*** Exercise material ***

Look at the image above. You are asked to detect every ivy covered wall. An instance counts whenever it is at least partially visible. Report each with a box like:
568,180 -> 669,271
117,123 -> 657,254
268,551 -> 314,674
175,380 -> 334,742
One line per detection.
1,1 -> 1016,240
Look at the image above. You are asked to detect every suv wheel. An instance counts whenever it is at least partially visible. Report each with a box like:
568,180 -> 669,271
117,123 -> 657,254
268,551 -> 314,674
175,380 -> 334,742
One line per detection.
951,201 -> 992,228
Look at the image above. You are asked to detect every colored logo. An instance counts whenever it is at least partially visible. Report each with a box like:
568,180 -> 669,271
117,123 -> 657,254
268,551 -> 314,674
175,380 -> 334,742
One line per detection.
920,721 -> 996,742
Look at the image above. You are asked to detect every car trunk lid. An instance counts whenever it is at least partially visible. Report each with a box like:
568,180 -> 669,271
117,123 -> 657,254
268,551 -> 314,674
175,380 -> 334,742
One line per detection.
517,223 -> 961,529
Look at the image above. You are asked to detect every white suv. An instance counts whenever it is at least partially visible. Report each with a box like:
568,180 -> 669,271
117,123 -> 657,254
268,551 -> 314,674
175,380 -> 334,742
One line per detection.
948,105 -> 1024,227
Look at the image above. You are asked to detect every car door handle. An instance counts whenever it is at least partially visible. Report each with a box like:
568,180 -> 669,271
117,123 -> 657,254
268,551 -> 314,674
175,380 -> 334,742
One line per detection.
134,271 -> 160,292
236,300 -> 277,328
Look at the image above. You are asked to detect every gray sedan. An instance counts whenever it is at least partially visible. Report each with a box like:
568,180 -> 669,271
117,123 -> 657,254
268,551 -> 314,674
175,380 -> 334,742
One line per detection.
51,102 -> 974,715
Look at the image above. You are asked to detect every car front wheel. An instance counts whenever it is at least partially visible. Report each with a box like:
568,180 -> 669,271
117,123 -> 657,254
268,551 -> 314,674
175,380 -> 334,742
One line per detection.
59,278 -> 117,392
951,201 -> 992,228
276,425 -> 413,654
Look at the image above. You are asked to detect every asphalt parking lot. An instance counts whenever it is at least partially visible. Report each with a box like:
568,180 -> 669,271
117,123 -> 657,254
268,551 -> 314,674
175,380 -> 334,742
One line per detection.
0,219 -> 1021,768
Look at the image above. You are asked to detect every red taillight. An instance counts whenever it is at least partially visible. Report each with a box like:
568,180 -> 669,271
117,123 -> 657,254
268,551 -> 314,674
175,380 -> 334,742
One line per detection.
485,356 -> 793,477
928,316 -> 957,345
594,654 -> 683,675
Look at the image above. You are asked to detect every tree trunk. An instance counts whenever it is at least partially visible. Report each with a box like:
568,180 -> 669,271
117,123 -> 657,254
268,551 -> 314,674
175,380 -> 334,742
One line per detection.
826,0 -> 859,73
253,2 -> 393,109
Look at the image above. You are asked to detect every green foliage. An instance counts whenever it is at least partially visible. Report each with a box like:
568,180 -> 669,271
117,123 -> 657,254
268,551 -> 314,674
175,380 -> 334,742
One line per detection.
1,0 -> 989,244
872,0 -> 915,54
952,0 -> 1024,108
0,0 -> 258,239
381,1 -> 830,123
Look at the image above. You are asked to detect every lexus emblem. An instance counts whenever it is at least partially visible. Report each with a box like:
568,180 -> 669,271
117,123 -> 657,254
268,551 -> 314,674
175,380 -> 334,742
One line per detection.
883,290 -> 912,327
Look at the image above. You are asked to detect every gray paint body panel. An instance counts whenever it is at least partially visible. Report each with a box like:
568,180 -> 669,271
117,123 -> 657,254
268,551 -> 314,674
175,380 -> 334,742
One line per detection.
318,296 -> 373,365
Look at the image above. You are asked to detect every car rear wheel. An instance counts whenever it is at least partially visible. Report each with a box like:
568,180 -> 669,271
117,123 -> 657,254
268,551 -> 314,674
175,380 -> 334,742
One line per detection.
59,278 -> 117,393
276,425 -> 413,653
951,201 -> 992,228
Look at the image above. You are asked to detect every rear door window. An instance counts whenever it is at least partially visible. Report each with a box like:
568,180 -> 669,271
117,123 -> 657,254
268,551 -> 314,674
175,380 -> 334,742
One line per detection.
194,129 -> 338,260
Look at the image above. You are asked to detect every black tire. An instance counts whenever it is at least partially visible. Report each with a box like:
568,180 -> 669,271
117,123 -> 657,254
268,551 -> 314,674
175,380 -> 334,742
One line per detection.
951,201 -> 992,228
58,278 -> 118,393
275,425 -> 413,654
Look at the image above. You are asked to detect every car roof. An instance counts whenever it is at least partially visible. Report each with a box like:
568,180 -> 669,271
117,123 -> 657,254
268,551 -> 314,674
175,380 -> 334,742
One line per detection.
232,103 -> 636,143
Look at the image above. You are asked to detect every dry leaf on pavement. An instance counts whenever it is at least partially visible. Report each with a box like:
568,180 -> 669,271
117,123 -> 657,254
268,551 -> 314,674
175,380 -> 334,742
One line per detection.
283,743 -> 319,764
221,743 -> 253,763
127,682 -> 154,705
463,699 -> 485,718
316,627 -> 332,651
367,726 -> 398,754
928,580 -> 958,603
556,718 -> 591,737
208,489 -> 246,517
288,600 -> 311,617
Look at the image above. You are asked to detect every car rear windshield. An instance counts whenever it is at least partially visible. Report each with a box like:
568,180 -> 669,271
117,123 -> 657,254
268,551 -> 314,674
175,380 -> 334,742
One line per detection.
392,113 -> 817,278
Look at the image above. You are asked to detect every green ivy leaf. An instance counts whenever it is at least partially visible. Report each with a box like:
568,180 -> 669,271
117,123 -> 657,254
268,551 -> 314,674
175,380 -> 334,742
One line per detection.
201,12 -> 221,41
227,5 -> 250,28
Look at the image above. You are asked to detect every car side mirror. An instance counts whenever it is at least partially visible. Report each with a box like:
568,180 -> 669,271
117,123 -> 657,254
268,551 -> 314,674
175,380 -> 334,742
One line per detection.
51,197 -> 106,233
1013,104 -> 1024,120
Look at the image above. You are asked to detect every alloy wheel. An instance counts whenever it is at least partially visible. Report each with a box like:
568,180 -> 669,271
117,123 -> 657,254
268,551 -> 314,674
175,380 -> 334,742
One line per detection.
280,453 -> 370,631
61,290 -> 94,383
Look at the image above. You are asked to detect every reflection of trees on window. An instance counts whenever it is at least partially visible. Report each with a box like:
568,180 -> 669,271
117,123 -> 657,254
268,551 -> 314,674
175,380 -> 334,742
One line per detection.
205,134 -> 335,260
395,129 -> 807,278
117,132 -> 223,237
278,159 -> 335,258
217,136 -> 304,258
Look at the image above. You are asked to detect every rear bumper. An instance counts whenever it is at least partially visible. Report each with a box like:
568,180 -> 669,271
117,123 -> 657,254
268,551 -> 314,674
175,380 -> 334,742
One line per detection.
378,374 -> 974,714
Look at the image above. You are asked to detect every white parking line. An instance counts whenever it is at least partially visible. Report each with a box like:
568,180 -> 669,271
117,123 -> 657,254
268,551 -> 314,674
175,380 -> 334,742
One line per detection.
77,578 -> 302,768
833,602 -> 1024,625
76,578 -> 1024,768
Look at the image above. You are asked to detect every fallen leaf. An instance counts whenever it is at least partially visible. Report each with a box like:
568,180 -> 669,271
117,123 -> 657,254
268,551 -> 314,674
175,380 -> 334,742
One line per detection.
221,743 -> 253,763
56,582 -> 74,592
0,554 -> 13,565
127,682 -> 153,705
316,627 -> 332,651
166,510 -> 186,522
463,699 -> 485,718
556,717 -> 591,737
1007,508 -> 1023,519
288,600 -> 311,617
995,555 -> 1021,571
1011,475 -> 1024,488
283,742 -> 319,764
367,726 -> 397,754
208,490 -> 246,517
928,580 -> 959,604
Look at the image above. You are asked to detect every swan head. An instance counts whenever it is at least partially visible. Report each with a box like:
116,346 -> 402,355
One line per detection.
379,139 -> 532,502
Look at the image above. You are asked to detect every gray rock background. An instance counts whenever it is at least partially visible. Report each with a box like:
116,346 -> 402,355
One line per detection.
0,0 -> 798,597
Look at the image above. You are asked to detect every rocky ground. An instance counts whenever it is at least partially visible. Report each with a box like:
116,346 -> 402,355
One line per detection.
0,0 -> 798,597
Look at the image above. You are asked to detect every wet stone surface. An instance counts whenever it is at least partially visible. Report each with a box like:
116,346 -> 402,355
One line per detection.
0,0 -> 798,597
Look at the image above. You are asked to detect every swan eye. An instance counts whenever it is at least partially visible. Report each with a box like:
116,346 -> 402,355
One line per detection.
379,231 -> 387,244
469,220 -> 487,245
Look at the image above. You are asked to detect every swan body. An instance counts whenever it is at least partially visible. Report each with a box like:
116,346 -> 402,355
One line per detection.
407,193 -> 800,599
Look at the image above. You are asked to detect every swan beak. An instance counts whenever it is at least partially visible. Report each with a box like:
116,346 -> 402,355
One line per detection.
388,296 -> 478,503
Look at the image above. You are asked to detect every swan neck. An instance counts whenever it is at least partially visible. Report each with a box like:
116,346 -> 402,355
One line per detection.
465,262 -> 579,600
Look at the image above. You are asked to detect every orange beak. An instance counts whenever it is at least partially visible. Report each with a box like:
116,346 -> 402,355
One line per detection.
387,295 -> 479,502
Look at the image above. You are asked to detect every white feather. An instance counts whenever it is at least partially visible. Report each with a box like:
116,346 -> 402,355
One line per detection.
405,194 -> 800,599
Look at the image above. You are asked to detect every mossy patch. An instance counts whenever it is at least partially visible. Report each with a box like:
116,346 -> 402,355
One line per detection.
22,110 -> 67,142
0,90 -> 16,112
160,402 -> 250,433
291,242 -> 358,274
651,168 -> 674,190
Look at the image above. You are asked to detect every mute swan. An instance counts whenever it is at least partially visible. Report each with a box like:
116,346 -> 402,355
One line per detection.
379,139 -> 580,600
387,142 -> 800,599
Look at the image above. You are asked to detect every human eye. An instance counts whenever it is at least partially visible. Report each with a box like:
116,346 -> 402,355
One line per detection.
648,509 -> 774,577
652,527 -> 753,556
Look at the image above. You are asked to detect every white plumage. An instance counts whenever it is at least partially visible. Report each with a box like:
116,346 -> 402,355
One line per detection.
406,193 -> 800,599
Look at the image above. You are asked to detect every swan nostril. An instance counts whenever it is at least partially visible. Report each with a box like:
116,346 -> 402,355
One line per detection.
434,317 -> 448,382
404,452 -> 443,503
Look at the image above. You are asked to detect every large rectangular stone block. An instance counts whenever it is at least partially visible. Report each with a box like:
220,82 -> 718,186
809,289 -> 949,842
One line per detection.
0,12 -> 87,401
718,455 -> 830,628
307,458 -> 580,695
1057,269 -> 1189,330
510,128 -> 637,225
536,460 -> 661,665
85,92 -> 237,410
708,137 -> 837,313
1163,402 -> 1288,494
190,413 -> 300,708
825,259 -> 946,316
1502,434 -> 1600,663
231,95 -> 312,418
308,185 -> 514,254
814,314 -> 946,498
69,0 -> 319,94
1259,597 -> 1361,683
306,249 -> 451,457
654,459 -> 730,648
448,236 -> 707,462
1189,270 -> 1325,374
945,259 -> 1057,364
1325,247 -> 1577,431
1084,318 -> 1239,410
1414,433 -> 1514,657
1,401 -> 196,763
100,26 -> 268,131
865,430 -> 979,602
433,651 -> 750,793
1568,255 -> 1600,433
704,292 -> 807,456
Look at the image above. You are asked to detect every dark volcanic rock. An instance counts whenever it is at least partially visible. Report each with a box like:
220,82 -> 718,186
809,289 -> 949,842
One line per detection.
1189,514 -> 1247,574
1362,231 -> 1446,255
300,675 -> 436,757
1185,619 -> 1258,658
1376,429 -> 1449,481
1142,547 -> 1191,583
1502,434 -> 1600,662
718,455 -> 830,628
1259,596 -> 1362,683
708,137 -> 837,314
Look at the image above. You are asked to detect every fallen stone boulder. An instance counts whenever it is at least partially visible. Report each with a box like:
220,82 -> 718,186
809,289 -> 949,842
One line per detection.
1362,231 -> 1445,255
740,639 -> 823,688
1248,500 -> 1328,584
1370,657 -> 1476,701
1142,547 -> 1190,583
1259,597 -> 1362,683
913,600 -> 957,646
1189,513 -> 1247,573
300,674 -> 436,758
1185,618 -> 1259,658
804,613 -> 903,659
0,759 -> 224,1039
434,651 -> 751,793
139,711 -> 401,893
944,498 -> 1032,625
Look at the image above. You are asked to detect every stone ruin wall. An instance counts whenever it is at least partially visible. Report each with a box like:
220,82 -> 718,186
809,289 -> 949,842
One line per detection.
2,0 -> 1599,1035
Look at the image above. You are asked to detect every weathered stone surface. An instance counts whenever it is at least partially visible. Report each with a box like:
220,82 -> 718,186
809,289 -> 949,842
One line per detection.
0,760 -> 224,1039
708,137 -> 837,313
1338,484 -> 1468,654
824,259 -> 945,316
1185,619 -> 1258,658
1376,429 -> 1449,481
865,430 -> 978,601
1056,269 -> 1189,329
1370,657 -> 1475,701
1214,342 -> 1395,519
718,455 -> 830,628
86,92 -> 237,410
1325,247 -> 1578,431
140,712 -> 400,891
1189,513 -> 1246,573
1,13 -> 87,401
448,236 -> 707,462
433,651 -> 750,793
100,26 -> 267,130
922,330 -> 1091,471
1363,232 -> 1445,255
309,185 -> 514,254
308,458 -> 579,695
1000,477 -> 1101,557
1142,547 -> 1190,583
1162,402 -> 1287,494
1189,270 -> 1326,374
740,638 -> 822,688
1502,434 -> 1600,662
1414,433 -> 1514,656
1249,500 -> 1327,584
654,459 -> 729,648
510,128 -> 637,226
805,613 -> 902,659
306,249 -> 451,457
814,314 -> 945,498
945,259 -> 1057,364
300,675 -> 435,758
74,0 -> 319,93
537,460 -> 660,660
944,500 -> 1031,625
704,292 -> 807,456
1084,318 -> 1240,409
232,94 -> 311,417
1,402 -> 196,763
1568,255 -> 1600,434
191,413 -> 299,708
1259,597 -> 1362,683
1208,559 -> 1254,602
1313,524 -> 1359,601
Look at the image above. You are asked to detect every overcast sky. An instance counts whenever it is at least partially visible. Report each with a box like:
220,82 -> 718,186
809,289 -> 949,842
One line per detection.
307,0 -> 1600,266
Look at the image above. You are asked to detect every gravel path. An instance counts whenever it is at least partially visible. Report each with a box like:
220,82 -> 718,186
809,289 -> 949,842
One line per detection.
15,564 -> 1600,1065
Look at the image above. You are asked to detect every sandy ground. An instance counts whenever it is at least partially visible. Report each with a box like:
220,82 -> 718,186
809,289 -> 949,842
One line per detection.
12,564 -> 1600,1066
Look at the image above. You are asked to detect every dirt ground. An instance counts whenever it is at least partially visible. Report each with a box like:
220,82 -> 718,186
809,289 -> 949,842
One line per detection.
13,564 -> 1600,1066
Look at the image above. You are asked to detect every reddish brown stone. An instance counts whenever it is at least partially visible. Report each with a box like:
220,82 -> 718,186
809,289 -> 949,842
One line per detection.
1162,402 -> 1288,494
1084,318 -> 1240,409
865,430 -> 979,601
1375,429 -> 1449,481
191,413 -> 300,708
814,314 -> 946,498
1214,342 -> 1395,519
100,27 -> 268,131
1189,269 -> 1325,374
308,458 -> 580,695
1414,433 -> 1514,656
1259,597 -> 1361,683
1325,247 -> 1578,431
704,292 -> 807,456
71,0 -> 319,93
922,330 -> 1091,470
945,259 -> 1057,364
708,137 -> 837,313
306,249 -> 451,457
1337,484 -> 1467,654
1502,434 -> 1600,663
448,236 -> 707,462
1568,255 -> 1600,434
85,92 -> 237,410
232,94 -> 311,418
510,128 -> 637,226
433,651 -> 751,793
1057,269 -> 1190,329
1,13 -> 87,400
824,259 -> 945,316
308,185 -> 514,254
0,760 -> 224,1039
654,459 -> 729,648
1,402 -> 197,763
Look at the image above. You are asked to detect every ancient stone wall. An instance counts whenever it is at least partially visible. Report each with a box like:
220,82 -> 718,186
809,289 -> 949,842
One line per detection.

*** End of Exercise material ***

Exercise objective —
Each line above that includes "green" should be shown.

Answer space —
Look at the image above. You are asked to detect every green foliage. An instance counts whenever it is at least partially visible. Report each with a box like:
Look at the image above. You are asked to detect every green ivy leaf. An instance counts whenever it is at least partially visible. Report each with a box like:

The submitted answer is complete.